▸ TASKS TO COMPLETE:
1. Extract from the conference programme the passage starting at "Chair: David Garcia" and ending at "Willem-Jan Renger (HKU)", reproducing it word for word.
2. Write a continuation of the conference programme, picking up right after its last line.

## START SUPPLIED TEXT

Register for the conference online here: http://www.enternet.org.uk/ 
enternet/unknownterritories/home.acds?context=2659795

and drop in on the CRUMB room either of those two days! see you there!

Sarah

-------

Enter_Unknown Territories
FULL CONFERENCE PROGRAMME

25 APRIL 2007 (The Junction)

18:00-23:00
ENTER_LAUNCH
The conference will start on 25th April at The Junction with a  
keynote speech and the launch of Uncommon Ground, a book co- 
commissioned by Virtueel Platform and Utrecht School of Arts with  
support from Arts Council England’s national Artists' Insights  
initiative.

18:00  	Canapés & Drinks in Junction Foyer
18:30  	Enter_ Welcome - Annette Wolfsberger
18:35  	ACEE Welcome - Andrea Stark
18:40	EEDA Welcome - John Snyder
18:45  	Uncommon Ground introduction by Cathy Brickwood, David Garcia  
& Willem-Jan Renger
19:00  	Intro Keynote Bronac Ferran
19:05 	Keynote by Bob Stein (Institute for the Future of the Book):
“Yikes!  What if everything (and everyone) really is connected? or  
the evolution of human communication in the network era”
19:40  	Q&A moderated by Sally Jane Norman
20:00 	Reception in Junction Foyer
21:00	Koept.Net Night in A4


THURSDAY 26 APRIL 2007 (Downing College)

Conference blogger: Sean Dodson (The Guardian)

09:45-10:45
Introduction Giles Lane (Proboscis)
Keynote Anne Galloway (Dept. of Sociology & Anthropology, Carleton  
University Ottawa, Canada)
“Where I come from, this is how we do things” and other ethics of  
collaboration
Anne Galloway prepares the ground for the conference panels by  
critically assessing the relations between people’s ethics,  
aesthetics, world-views and expectations – and the challenges and  
opportunities posed by cultural difference in collaborative  
practice.  How do we make sense of our actions and the worlds in  
which we live?  What happens when we encounter difference or  
opposition?  What would collaboration without consensus involve?   
Where do we locate accountability, and to whom and what are we  
responsible?  How can we evaluate the ethics of collaborative work  
and play?

10:45-12:15
PANEL 1
UNCOMMON GROUND
Creative Encounters Across Disciplines and Sectors
The Uncommon Ground panel will investigate some of the issues raised  
in the recently published book which set out to map the challenges  
and fault lines at the heart of today’s multi-dimensional landscape  
of interdisciplinary collaboration.
Rather than assume that successful collaboration between the very  
different cultures that populate this landscape would be based on the  
search for common ground, the early findings of the research group  
suggested the opposite was the case. The parties involved were  
frequently motivated by the desire for the kind of ‘creative  
estrangement’ that occurs when we find ourselves standing on  
uncommon ground. The Uncommon Ground panel of experts will set out to  
sets out to test the validity and limits of this proposition. And in  
the process hope to also shed some light on why interdisciplinary  
practice has acquired such urgency and prestige.

Chair: David Garcia (HKU)
Geke van Dijk (STBY)
Chris Dorley-Brown (Interact artist)
Garrick Jones (LSE)
Tim Putnam (Uni Portsmouth)
Willem-Jan Renger (HKU)

## END SUPPLIED TEXT
## START COLLECTED MATERIAL

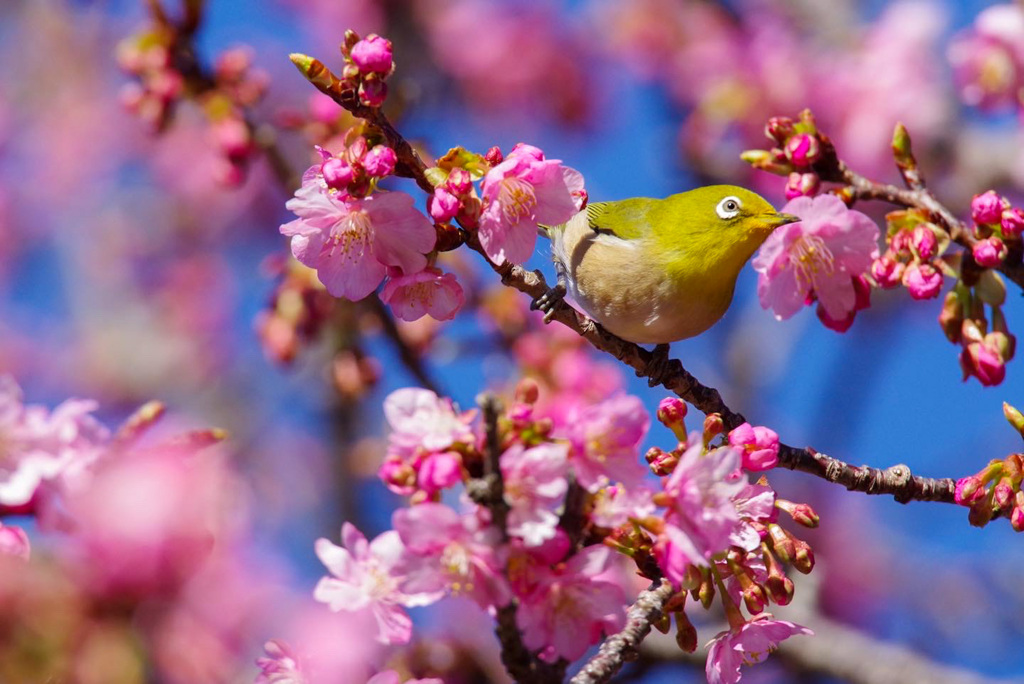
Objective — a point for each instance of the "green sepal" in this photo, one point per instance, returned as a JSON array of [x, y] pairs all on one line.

## END COLLECTED MATERIAL

▸ SOLVED PROBLEMS:
1.
Chair: David Garcia (HKU)
Geke van Dijk (STBY)
Chris Dorley-Brown (Interact artist)
Garrick Jones (LSE)
Tim Putnam (Uni Portsmouth)
Willem-Jan Renger (HKU)

2.
12:15-13:30
LUNCH

13:30-15:00
PANEL 2
ADVENTURING OUT - THE CHALLENGES OF KNOWLEDGE EXCHANGE IN DIFFERENT  
CONTEXTS
Knowledge transfer is often regarded as a British term, promoted here  
in the UK as part of the wider Creative Economy agenda - yet it is  
often not well-defined or else defined more by what it is not than  
what it is. If Knowledge Transfer (or Knowledge Engagement) is 'about  
more than just widgets' to cite a recent lecture by Geoffrey  
Crossick, Warden of Goldsmiths College, then what constitutes  
effective knowledge exchange for the arts and humanities? How do we  
know when it is working? Describing and contrasting different  
examples and approaches to interdisciplinarity and knowledge transfer  
in different countries this panel will consider the effectiveness and  
intention of different strategies and support structures within  
policy and practice.

Chair: Bronac Ferran
Jarmo Eskelinen (Forum Virium Helsinki)
Walter Herriot (St. John’s Innovation Centre)
Christopher Lindinger (Ars Electronica Futurelab)
Matt Ratto (Virtual Knowledge Studio)
Julie Taylor (AHRC)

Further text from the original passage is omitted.